- Excerpted records
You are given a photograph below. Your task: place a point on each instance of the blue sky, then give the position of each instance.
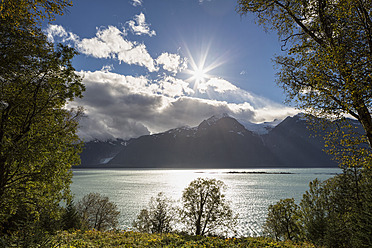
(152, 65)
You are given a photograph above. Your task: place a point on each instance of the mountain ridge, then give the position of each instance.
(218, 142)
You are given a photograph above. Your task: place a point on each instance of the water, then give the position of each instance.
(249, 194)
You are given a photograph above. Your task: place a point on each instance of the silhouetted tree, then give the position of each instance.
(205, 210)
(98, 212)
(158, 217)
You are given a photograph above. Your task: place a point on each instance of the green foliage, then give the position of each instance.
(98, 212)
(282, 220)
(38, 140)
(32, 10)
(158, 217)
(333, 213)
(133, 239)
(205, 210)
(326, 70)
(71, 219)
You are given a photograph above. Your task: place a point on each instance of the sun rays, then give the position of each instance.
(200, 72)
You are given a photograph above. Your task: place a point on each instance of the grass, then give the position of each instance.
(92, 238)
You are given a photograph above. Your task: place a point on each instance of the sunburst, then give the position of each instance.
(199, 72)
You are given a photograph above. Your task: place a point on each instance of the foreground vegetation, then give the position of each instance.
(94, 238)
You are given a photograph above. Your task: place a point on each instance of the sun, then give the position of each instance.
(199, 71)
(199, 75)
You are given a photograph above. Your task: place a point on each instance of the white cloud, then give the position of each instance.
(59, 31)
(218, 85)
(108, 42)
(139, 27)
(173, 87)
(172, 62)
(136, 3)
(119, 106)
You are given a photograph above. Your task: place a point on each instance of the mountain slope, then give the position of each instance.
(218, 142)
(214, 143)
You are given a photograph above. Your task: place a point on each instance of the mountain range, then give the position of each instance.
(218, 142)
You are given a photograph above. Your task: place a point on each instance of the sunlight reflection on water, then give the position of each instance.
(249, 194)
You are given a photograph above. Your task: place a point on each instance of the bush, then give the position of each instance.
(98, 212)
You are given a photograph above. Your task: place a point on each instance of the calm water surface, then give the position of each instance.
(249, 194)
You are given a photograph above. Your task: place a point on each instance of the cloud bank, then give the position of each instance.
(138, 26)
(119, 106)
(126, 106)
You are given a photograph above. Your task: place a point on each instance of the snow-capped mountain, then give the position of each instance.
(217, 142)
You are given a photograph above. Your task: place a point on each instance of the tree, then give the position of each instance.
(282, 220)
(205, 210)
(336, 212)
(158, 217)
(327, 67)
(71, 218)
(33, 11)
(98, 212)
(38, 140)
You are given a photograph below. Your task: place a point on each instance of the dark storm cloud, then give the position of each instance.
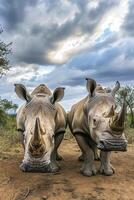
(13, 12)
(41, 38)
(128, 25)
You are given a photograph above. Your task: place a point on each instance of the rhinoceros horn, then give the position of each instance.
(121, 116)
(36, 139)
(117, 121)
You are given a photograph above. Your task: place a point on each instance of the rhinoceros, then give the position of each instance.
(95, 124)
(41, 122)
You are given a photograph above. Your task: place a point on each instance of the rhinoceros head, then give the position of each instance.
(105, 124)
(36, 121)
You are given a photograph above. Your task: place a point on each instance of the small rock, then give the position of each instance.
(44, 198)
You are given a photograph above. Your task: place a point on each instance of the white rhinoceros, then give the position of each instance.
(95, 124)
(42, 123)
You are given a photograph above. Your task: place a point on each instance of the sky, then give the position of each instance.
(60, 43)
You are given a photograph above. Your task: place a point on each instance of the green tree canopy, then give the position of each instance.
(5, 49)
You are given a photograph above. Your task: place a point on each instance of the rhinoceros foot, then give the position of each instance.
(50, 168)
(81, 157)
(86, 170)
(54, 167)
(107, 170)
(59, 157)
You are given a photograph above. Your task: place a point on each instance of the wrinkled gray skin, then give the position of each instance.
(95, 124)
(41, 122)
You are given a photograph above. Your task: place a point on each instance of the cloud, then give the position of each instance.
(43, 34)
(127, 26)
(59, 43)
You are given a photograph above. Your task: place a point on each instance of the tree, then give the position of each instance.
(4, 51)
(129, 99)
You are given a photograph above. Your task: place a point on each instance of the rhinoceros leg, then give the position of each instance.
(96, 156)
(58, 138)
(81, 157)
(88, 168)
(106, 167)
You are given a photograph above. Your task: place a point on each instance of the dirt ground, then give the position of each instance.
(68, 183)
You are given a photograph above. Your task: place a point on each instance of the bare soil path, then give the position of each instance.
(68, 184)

- Task item
Leaving out only the pictures, retype every record exactly.

- Result of this exercise
You are given a photograph below. Your task: place a point on each instance of the blue sky, then give the position of each instance.
(152, 65)
You are given a photograph above. Your task: place a point on each instance of the mountain ridge, then give the position of each instance.
(218, 142)
You are given a photograph above. Your task: place a point on each instance of the water, then give the position of each instance.
(249, 194)
You are given a photograph above. Your task: place a point on each instance of the silhouetted tree, then give the position of each instance.
(205, 210)
(98, 212)
(158, 217)
You are given a photograph above. Your task: place a point on each instance of the green foliage, then give the position of each instance.
(98, 212)
(282, 220)
(38, 140)
(32, 10)
(158, 217)
(333, 213)
(133, 239)
(205, 210)
(326, 70)
(71, 219)
You are given a photograph above. Your task: place a point on each instance of the sun rays, then give the position of each instance.
(200, 72)
You are given a photograph above. Your task: place a point on each instance of the grass, then give the position of each instance.
(92, 238)
You are given a photograph above. Your task: place a point on each instance of the sunburst, then give the position of each instance.
(199, 72)
You are given a photograph above. Your task: place a point on each instance of the foreground vegetation, then give the position of each instance.
(94, 238)
You are given a photograph above. Your task: place a point on each instance of the sun, then give the position of each instance.
(199, 71)
(199, 75)
You are given a photograph above. Your task: place a point on each instance of the white cloud, then give the position of each instance.
(59, 31)
(218, 85)
(108, 42)
(139, 27)
(173, 87)
(172, 62)
(136, 3)
(119, 106)
You are given a photograph above. Your task: place a point on each instance of the mountain slope, then give the position of each instance.
(218, 142)
(214, 143)
You are given a photograph above. Your task: place a point on each instance of the mountain range, then give the position of each instance.
(218, 142)
You are given a photograph above. Your task: place a point on each instance of the sunlight reflection on water, then give the position of each instance.
(249, 194)
You are given a photograph above. Your task: place a point on each instance of the bush, then give the position of each instance.
(98, 212)
You are given a photograph above. Your task: place a point on each instance of the calm water surface, then give the position of each instance.
(249, 194)
You are given a photograph above. Your task: place a point on each instance of the cloud bank, then give the position of each instance.
(138, 26)
(119, 106)
(126, 106)
You are given a photograph above. Your task: place a point on each instance of the snow-capped mountain, then give the position of each instance.
(217, 142)
You are given a photograph above. Your task: place a point on each instance of the tree, then give the position of each instance.
(282, 220)
(205, 210)
(336, 212)
(158, 217)
(327, 67)
(71, 218)
(33, 11)
(98, 212)
(38, 140)
You are given a photograph below. Your task: place a point on each instance of the dark storm cloud, then give the position of each instance.
(13, 12)
(41, 38)
(128, 25)
You are given a photograph above. Your task: place a point on each instance of the rhinoceros horn, then give the position of each instance.
(121, 116)
(36, 139)
(117, 121)
You are given a photograph above. Your task: place a point on each instance of the rhinoceros, then give the position of each instance.
(95, 124)
(41, 122)
You are given a photograph above. Your task: place a point on each instance of the rhinoceros head, then give the position of each instance.
(105, 124)
(36, 121)
You are given a photograph above. Your task: place a point on each instance of the small rock, then give the position of each instance.
(44, 198)
You are given a photograph above. Your task: place a point on each instance of the white rhinoceros, then give the position of each instance.
(95, 124)
(42, 123)
You are given a photograph above. Your task: place a point on each instance of the sky, then give the position of each instance.
(60, 43)
You are given a photograph above. Your task: place a point on each instance of the green tree canopy, then give the position of each instance.
(5, 49)
You are given a photograph above. Your task: place a point on each instance of the rhinoceros foot, then give the position of each instance.
(50, 168)
(81, 157)
(86, 170)
(54, 167)
(107, 170)
(59, 157)
You are given a photograph above. Your task: place a point on each instance of the wrinkled gray skin, then give the position of each instance.
(95, 124)
(41, 122)
You are given a photograph above. Your task: place a point on each instance of the cloud, then give the position of each instance.
(43, 34)
(127, 26)
(59, 43)
You are given a photograph above. Your task: place a point on each instance of the tree, then give the position of each instance.
(4, 51)
(129, 99)
You are given a photograph above. Your task: place a point on each instance of the rhinoceros leg, then give the position of each instance.
(96, 156)
(58, 138)
(81, 157)
(88, 168)
(106, 167)
You are given a photograph above. Your task: place a point on each instance of the dirt ground, then give the position of each instance.
(68, 183)
You are given a photograph above. Your task: place a point on each instance of the bare soil path, then give the position of each instance.
(68, 184)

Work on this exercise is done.